▶ **Prompt**: Return every item below with each of its lines unchanged.

** Begin Rows **

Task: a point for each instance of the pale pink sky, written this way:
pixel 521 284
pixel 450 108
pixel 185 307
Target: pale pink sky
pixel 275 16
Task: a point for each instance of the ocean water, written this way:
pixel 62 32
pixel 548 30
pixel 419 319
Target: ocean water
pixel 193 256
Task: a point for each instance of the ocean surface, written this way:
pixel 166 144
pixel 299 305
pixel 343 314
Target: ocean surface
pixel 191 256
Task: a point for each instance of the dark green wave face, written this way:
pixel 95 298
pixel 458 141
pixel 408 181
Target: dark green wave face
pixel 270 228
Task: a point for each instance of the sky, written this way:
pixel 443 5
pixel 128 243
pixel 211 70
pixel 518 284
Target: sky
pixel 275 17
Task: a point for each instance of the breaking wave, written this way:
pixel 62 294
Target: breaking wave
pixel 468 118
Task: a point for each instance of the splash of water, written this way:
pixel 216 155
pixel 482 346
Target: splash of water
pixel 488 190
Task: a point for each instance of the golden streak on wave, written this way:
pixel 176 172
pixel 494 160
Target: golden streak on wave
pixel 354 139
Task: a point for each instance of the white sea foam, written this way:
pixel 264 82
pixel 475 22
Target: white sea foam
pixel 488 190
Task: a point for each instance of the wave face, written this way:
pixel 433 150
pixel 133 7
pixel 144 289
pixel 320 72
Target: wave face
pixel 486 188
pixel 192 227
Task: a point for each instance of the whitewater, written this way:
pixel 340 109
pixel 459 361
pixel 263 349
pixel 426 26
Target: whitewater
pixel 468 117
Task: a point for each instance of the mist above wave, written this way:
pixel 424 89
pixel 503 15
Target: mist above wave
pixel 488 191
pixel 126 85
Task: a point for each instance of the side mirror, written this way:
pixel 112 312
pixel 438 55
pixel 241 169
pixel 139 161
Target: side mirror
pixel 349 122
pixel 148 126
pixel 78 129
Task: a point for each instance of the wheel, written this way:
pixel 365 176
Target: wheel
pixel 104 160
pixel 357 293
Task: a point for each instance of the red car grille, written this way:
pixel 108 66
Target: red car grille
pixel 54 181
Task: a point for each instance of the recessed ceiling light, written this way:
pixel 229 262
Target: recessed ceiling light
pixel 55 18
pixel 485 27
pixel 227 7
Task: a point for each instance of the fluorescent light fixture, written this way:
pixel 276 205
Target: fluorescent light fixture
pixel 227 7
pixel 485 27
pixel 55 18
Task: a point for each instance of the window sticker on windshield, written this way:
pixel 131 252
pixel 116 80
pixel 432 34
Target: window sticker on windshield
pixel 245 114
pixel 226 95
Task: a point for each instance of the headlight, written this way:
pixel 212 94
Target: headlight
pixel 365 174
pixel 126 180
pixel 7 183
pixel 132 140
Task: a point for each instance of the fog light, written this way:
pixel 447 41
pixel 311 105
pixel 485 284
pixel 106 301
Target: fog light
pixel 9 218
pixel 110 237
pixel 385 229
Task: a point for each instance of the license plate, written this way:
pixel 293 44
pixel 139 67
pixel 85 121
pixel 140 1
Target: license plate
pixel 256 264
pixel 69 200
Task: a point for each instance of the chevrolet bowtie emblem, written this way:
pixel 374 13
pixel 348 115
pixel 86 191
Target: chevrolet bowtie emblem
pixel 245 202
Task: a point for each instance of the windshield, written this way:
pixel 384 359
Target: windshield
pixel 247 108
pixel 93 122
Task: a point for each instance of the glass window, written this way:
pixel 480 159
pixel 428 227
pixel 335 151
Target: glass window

** End Rows **

▶ **Correct result**:
Task: a point for each instance of the pale pink sky, written this way:
pixel 521 284
pixel 450 108
pixel 185 307
Target: pale pink sky
pixel 275 16
Task: a point for each instance of the ocean water, written this way:
pixel 62 32
pixel 548 30
pixel 419 319
Target: ocean water
pixel 193 256
Task: a point for each instance of the ocean surface, written this way:
pixel 166 144
pixel 299 305
pixel 343 314
Target: ocean surface
pixel 191 256
Task: a point for each instance of the dark green wave face, written this way:
pixel 95 298
pixel 458 141
pixel 408 181
Target: dark green wave face
pixel 270 228
Task: a point for each instance of the sky, written this way:
pixel 443 5
pixel 128 243
pixel 211 70
pixel 518 284
Target: sky
pixel 275 17
Task: a point for each instance of the breaking wave, written this way:
pixel 62 294
Target: breaking wave
pixel 468 118
Task: a point for each instance of the splash of water, written this way:
pixel 216 155
pixel 482 346
Target: splash of water
pixel 488 190
Task: a point for each instance of the golden streak on wave, written this way:
pixel 176 172
pixel 494 160
Target: golden streak on wave
pixel 354 139
Task: a point for each instance of the white sea foam, written this way:
pixel 264 82
pixel 475 22
Target: white sea foam
pixel 488 190
Task: a point for each instance of the wave face, written this way:
pixel 433 150
pixel 133 7
pixel 144 289
pixel 320 72
Target: wave face
pixel 486 188
pixel 192 227
Task: a point for each instance of the whitewater, written this way:
pixel 340 109
pixel 459 361
pixel 263 349
pixel 426 26
Target: whitewater
pixel 468 117
Task: a point for each instance of the mist above wave, written this way:
pixel 424 89
pixel 503 15
Target: mist above wave
pixel 488 191
pixel 126 85
Task: a point for each instance of the side mirror, written this way:
pixel 112 312
pixel 438 55
pixel 241 169
pixel 139 161
Target: side mirror
pixel 349 122
pixel 148 126
pixel 78 129
Task: a point for each instance of the wheel, written this way:
pixel 365 176
Target: wheel
pixel 104 160
pixel 357 293
Task: a point for each instance of the red car grille, written this way:
pixel 108 66
Target: red car grille
pixel 54 181
Task: a point for each instance of the recessed ceiling light, written this way:
pixel 229 262
Target: recessed ceiling light
pixel 55 18
pixel 485 27
pixel 227 7
Task: a point for each instance of the fluorescent light fixture, written this way:
pixel 276 205
Target: fluorescent light fixture
pixel 227 7
pixel 485 27
pixel 55 18
Task: a point for each instance of the window sticker on windshield, written this way:
pixel 131 252
pixel 116 80
pixel 432 34
Target: window sticker on windshield
pixel 245 114
pixel 226 95
Task: a point for each instance of the headlight, written this way:
pixel 212 94
Target: headlight
pixel 365 174
pixel 126 180
pixel 7 183
pixel 132 140
Task: a point for each instance of the fog light, written this way:
pixel 447 41
pixel 311 105
pixel 485 284
pixel 106 301
Target: fog light
pixel 9 218
pixel 110 237
pixel 385 229
Task: a point for each instance of the license plate, written this way:
pixel 293 44
pixel 139 67
pixel 85 121
pixel 140 1
Target: license plate
pixel 256 264
pixel 69 200
Task: a point for each instance of the chevrolet bowtie emblem, written this way:
pixel 374 13
pixel 348 115
pixel 86 191
Target: chevrolet bowtie emblem
pixel 245 202
Task: a point for each instance of the windshield, written this way:
pixel 384 359
Target: windshield
pixel 247 108
pixel 93 122
Task: a point for each instance of the glass window, written this way:
pixel 480 159
pixel 428 227
pixel 335 151
Target: glass window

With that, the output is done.